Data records

"""

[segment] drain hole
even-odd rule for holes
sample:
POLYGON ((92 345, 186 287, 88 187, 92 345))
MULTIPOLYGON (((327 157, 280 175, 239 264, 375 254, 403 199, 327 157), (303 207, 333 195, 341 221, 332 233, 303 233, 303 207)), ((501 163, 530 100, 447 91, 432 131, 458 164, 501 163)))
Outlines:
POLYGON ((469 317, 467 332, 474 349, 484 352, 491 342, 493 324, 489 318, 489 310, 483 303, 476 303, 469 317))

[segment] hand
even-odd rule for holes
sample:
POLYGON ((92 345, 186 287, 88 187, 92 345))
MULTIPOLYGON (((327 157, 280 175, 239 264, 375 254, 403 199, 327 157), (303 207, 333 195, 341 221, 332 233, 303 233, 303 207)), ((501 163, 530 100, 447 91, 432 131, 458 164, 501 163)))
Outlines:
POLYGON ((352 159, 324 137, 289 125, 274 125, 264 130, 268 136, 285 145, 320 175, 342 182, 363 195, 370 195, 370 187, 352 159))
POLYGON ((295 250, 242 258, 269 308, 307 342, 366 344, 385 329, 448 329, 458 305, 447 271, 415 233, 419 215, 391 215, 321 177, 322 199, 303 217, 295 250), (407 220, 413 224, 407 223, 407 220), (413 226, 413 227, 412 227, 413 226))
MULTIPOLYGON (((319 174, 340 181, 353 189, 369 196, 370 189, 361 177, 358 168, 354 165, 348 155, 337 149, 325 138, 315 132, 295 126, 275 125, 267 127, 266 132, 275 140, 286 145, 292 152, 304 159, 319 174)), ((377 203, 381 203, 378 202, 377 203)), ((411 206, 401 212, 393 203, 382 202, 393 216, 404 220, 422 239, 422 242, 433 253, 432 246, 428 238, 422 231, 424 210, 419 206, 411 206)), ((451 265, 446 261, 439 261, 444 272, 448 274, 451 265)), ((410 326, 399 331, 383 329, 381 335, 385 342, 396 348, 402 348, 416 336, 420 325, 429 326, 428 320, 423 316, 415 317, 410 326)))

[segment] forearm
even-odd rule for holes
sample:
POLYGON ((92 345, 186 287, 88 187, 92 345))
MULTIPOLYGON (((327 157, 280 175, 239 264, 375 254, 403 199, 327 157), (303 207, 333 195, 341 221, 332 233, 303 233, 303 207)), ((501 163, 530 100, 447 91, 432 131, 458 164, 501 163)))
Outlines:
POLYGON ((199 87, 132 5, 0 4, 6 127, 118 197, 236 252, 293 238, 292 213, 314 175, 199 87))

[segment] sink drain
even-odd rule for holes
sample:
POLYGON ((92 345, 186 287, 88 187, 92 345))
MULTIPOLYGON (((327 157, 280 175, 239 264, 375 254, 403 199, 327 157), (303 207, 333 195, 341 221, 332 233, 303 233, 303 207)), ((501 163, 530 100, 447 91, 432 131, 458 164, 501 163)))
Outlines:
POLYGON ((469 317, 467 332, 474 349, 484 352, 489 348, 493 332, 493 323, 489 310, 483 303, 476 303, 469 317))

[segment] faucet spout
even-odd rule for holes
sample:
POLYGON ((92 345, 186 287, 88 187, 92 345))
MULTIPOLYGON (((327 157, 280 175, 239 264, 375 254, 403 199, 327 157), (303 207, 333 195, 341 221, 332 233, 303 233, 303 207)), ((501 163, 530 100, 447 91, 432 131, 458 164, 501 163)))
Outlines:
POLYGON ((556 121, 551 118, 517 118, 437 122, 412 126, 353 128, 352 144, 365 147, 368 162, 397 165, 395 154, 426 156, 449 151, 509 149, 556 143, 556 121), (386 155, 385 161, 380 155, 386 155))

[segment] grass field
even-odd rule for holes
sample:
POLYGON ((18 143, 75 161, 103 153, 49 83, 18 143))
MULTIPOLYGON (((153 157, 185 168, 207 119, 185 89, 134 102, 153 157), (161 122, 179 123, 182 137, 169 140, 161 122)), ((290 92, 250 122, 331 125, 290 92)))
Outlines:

"""

▶ STATED EXERCISE
Copy the records word for word, starting at the line that contains "[segment] grass field" and ending with the last line of the records. Include both of these end lines.

▶ CORRECT RESPONSE
[segment] grass field
even-odd rule for holes
sample:
POLYGON ((18 143, 75 161, 103 153, 49 83, 18 143))
MULTIPOLYGON (((153 157, 185 168, 207 119, 185 89, 134 102, 153 157), (161 122, 179 123, 182 137, 169 140, 161 122)), ((290 92, 250 122, 331 125, 290 92)))
Outlines:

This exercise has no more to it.